Records held in a dataset
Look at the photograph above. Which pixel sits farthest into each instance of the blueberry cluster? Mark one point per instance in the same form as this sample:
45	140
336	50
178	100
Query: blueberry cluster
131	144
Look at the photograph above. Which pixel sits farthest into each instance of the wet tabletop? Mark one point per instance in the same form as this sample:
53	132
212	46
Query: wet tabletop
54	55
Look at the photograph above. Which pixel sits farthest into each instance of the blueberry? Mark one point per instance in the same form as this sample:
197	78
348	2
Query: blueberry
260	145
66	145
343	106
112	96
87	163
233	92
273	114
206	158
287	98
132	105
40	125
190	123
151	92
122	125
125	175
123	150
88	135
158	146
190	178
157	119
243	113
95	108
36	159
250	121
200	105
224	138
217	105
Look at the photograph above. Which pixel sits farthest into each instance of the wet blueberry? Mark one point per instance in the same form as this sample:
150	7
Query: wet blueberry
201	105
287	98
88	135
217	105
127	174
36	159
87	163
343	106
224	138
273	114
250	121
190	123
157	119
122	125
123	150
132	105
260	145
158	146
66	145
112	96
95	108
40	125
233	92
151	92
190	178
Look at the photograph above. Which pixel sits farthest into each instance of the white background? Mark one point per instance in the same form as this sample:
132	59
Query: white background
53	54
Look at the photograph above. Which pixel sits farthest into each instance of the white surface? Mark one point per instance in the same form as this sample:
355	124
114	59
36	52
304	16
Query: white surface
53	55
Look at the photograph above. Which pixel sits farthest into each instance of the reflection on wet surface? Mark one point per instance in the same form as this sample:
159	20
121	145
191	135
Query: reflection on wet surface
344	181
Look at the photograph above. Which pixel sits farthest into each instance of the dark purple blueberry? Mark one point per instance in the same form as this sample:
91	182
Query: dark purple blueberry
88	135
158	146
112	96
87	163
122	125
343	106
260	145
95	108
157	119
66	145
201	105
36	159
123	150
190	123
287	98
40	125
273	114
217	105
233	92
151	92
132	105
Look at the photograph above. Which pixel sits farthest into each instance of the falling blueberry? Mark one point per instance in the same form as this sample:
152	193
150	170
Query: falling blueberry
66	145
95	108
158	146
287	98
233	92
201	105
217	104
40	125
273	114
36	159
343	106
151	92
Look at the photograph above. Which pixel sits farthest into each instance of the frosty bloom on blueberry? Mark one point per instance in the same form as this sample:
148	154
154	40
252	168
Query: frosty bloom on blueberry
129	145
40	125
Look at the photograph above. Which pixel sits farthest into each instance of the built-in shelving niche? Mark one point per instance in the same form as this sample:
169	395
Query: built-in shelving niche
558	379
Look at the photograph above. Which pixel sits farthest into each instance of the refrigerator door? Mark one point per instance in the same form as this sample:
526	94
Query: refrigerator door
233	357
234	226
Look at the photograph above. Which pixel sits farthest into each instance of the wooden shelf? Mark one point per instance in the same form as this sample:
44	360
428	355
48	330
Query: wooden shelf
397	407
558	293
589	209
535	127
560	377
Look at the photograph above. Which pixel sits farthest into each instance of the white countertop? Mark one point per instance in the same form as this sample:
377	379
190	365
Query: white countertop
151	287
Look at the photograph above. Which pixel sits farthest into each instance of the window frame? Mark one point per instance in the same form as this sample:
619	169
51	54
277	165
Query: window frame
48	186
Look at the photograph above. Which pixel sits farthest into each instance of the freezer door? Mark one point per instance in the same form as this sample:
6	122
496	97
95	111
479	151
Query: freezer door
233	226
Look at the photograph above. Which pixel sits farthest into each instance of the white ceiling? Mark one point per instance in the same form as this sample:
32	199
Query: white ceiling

What to work on: Give the records from the line containing "the white ceiling?" through the last line as a JSON list of strings, one string per line, omitting blank lines.

Finished task:
[
  "Look at the photograph above. Which pixel sits farthest into each instance of the white ceiling? Mark one point per instance in the same form as this sample:",
  "32\t199",
  "Query: white ceiling"
]